> _TEXTE CITÉ_:
__________

L’affaire Navalny

Navalny fait peur à Poutine
(Photo AFP)

Dissident du pouvoir et donc haï par lui, Alexei Navalny représente à Moscou l’une des résistances à la dictature  de Vladimir Poutine, qui vient de manipuler la Constitution russe pour rester au Kremlin jusqu’en 2034. M. Navalnya été empoisonné lors d’un voyage en Sibérie.

L’APATHIE de l’été m’avait quelque peu éloigné d’une actualité internationale que j’ai préféré, à tort, laisser pour la rentrée. Mais dans le genre « on achève bien les dissidents », Poutine a fait très fort. Navalny n’est pas mort. Après avoir poussé des cris de douleur et sombré dans le coma, il a été débarqué de l’avion régulier qui, de Sibérie, l’emmenait à Moscou, puis soigné à l’escale dans un hôpital. Sa famille a réclamé son transport vers un ville occidentale, en dépit des affirmations et réaffirmations des médecins russes qui n’en voyaient pas la nécessité. Finalement, sans doute sur l’ordre de Moscou, M. Navalny a été transporté à Berlin où, s’il survit, il gardera probablement de graves séquelles. Dans le processus qui lui a apporté la liberté en même temps que des dégâts physiques, rien n’a été possible sans le consentement de Poutine, ni l’empoisonnement ni son transfert à Berlin. S’il y avait un aspect comique dans cette mésaventure, ce serait le regard faussement innocent de M. Poutine, puis sa compassion factice pour la famille alors que, s’étant débarrassé d’un adversaire politique très crédible, il ne lui coûtait rien de livrer Navalny aux autorités allemandes, lesquelles ont beaucoup de mal à détecter le poison mais sont sceptiques quant à sa capacité à recouvrer complètement sa santé.

Cruauté du régime.

__________

> _COMPLÉTEZ CE QUI SUIT_:
a - D'après le texte sur l'affaire Navalny, jusqu'en quelle année Vladimir Poutine a-t-il manipulé la Constitution pour rester au Kremlin ?
b - Reproduisez le passage du texte sur l'affaire Navalny qui commence par « Dissident du pouvoir » et se termine par « voyage en Sibérie. ».
c - Écrivez la suite du texte sur l'affaire Navalny à partir de l'endroit où il s'arrête.

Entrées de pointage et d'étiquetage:
__________

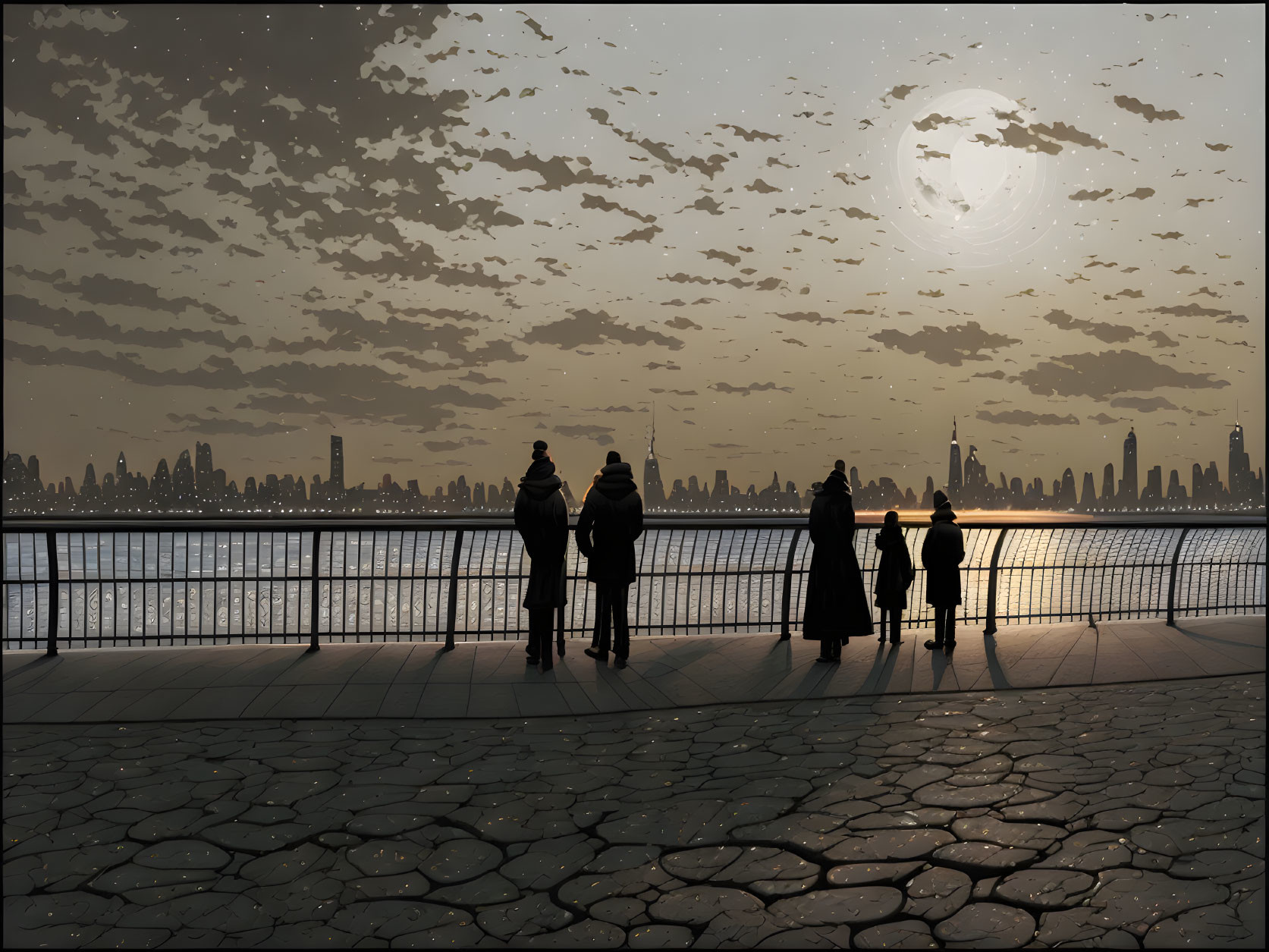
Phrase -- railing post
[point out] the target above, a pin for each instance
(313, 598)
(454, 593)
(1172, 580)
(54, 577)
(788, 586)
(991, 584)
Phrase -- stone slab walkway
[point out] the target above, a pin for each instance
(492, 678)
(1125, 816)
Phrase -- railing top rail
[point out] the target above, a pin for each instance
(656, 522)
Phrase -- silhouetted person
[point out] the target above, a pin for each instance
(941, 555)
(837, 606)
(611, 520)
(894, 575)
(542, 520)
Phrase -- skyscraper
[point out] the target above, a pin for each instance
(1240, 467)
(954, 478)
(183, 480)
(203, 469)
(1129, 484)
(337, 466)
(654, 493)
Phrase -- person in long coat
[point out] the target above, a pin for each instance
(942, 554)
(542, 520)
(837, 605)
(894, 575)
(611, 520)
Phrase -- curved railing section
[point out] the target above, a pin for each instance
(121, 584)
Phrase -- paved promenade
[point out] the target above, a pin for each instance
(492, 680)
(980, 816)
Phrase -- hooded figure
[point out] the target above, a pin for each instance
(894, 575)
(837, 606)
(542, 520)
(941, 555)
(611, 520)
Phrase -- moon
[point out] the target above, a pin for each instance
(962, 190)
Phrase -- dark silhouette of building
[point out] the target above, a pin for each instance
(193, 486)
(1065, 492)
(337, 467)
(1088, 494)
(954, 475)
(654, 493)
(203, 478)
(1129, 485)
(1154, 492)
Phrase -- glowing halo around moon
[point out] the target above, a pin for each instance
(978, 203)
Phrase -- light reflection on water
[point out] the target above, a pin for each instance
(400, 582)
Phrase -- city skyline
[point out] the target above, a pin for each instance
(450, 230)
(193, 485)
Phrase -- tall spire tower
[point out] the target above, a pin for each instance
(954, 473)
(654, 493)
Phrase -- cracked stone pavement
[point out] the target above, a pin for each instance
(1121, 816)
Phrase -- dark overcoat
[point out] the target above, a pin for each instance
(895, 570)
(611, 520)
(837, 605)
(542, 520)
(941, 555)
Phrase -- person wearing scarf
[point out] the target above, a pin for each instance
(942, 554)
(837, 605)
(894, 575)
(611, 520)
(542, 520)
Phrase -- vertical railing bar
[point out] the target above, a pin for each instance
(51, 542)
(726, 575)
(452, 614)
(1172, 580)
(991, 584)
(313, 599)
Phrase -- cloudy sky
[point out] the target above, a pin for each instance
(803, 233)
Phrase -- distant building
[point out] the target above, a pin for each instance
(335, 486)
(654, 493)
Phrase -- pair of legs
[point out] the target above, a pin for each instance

__________

> _RÉPONSES PAR TÂCHE_:
a - Jusqu'en 2034.

b -
Dissident du pouvoir et donc haï par lui, Alexei Navalny représente à Moscou l’une des résistances à la dictature  de Vladimir Poutine, qui vient de manipuler la Constitution russe pour rester au Kremlin jusqu’en 2034. M. Navalnya été empoisonné lors d’un voyage en Sibérie.

c -
De quoi M. Poutine peut-il bien avoir peur ? La réunion de toutes les forces dissidentes en Russie n’est pas en mesure de menacer son pouvoir, même s’il en abuse exagérément. Il a un aplomb hors pair quand il s’agit de démentir sa responsabilité dans un crime, même si c’est un habitué de l’empoisonnement ou de l’arme à feu. Il n’y a pas si longtemps, il a fait empoisonner un espion rallié à l’Occident, Serguei Skripal, et sa fille, dans un restaurant anglais. Les prompts secours britanniques les ont sauvés de la mort. Le pire, c’est que Poutine préfère montrer par ses attentats, à la fois grotesques et scandaleux mais hérités du KGB dont il fut un officier supérieur,  son autorité mais aussi sa culpabilité honteuse. Il y a deux vérités : celle de l’Occident appuyée sur des preuves et celle de Moscou basée sur la violence et l’hypocrisie, mais que le Kremlin partage avec tous les Russes. Il lui suffit de dire, chaque fois que se produit un crime politique, qu’il n’a rien à voir avec ça. Les souffrances de Navalny suffisent à montrer la cruauté du régime russe ; elles dévoilent aussi l’incapacité du KGB à « finir le travail », à n’empoisonner les activistes russes qu’à moitié et à n’avoir jamais préparé la suite de l’attentat sur le plan de la communication, que la victime décède ou non.

Interlocuteur valable.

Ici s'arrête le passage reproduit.